• **Teks Terpilih**:
☆ ☆ ☆ ☆
BLOG | VIDA DIGITAL IDENTITY

Pasal Penipuan di Indonesia: Jenis, Sanksi, dan Dasar Hukum

Written by VIDA | 2025 Jun 28 00:00:00

Penipuan tidak lagi dilakukan secara tradisional. Di era digital, ancaman ini datang dari banyak sisi, bisa berupa phishing email, pinjaman online bodong, love scam, hingga marketplace palsu. Untungnya, hukum Indonesia sudah menyiapkan pasal-pasal KUHP untuk menangani berbagai bentuk kejahatan ini. Yuk, kita bedah lebih detil berdasarkan pasal penipuan di Indonesia.
☆ ☆ ☆ ☆
Menurut teks tentang pasal penipuan di Indonesia, bentuk ancaman penipuan apa saja yang disebutkan muncul di era digital? Materi yang disertakan tidak diperlukan.

• **Data yang Diberikan**:
☆ ☆ ☆ ☆
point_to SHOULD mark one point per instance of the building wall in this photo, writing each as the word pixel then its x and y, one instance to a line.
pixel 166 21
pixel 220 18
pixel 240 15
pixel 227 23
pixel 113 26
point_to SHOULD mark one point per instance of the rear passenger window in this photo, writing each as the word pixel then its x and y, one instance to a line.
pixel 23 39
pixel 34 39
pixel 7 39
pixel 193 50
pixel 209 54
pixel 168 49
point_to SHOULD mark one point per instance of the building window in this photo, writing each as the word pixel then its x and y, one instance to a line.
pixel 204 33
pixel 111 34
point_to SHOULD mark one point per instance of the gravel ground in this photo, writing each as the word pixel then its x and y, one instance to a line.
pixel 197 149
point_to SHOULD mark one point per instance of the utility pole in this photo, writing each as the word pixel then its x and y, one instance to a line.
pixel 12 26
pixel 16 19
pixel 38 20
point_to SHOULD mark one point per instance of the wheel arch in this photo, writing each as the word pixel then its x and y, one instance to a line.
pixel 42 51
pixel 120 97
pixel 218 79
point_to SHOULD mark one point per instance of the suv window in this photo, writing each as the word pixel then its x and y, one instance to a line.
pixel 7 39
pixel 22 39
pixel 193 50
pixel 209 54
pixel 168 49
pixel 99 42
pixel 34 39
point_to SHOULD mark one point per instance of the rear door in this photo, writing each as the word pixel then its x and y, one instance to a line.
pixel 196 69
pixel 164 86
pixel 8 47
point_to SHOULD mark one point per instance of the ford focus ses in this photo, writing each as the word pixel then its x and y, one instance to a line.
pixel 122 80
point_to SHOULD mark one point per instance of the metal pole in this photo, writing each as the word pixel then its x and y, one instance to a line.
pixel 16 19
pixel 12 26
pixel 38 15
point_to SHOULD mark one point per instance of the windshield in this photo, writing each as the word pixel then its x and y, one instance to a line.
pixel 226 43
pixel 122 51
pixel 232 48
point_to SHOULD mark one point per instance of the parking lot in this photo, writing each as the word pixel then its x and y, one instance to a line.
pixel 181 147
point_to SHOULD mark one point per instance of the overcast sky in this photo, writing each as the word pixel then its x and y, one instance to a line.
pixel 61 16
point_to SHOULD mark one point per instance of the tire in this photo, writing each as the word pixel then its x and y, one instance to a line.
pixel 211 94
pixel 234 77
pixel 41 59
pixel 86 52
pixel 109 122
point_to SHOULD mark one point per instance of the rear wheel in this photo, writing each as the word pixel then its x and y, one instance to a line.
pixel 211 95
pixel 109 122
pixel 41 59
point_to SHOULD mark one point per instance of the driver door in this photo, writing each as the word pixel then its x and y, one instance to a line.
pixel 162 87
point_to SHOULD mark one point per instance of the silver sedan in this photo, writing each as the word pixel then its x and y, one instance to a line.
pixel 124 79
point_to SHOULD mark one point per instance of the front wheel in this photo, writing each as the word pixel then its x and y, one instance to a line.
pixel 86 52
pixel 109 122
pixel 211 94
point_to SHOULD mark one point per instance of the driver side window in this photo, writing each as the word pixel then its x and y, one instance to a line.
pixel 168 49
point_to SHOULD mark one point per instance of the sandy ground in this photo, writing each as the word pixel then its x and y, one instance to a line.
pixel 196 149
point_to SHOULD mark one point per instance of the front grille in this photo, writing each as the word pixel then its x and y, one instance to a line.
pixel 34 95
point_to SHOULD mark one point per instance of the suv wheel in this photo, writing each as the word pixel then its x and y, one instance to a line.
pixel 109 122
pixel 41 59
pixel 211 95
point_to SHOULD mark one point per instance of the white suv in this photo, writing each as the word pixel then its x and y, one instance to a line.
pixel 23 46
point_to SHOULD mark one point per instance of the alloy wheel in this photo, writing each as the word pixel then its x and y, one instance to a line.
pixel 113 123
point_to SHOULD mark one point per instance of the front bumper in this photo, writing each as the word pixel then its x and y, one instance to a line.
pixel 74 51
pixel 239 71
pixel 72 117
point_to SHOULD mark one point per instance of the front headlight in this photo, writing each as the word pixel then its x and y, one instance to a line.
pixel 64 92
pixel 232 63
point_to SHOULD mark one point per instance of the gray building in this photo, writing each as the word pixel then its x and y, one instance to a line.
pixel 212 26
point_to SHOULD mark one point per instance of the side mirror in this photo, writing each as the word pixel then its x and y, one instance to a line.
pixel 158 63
☆ ☆ ☆ ☆
• **Hasil Berikut**:
Phishing email, pinjaman online bodong, love scam, dan marketplace palsu.